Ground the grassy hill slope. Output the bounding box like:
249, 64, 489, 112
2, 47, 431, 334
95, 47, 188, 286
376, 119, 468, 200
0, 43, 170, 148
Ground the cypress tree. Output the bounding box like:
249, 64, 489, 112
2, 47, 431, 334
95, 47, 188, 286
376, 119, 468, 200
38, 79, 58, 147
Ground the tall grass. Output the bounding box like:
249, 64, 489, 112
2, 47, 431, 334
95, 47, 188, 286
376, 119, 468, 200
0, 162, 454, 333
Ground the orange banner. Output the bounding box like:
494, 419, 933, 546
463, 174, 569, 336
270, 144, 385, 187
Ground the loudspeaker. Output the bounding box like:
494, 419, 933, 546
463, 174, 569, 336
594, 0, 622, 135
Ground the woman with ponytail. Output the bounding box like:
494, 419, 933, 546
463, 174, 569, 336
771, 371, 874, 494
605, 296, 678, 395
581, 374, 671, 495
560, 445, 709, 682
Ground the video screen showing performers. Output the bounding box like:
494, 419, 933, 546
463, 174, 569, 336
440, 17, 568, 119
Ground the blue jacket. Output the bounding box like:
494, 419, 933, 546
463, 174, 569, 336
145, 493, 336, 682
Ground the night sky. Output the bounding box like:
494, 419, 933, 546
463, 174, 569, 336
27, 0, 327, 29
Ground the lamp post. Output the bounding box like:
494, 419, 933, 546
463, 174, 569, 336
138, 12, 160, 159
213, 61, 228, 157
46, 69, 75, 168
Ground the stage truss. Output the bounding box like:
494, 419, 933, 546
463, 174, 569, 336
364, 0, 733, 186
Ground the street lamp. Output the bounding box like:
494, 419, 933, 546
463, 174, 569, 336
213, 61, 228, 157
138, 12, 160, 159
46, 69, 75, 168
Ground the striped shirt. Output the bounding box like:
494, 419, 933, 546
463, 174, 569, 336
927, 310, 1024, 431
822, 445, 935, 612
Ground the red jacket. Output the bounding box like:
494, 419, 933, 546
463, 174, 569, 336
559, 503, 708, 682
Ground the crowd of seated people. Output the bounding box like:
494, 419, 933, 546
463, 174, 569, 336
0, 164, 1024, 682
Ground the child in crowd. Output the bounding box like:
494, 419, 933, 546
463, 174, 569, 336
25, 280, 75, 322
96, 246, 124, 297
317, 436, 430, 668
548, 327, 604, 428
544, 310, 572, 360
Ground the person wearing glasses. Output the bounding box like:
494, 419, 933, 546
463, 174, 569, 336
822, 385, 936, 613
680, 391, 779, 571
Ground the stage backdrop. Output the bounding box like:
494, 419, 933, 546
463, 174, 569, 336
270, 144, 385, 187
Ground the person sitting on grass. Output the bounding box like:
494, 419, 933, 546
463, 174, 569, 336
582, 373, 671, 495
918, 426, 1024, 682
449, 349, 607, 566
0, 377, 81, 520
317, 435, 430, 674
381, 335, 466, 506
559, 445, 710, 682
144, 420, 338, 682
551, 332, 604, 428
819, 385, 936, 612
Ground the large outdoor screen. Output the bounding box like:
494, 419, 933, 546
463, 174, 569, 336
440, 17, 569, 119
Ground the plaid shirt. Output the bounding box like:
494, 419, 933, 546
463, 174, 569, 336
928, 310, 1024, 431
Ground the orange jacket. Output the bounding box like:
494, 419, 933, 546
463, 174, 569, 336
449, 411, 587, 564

### [TASK DESCRIPTION]
Reproduce the entries above without alteration, from the first line through the line containing "38, 79, 58, 147", including that line.

### [SOLUTION TO THIS TASK]
Ground the grassy hill slope. Output the bounding box like:
249, 64, 489, 112
2, 47, 431, 334
95, 47, 188, 286
376, 119, 468, 200
0, 43, 170, 148
Ground the cypress tree. Output the bounding box like:
249, 64, 489, 112
2, 47, 431, 334
95, 47, 188, 286
376, 119, 468, 200
38, 79, 58, 147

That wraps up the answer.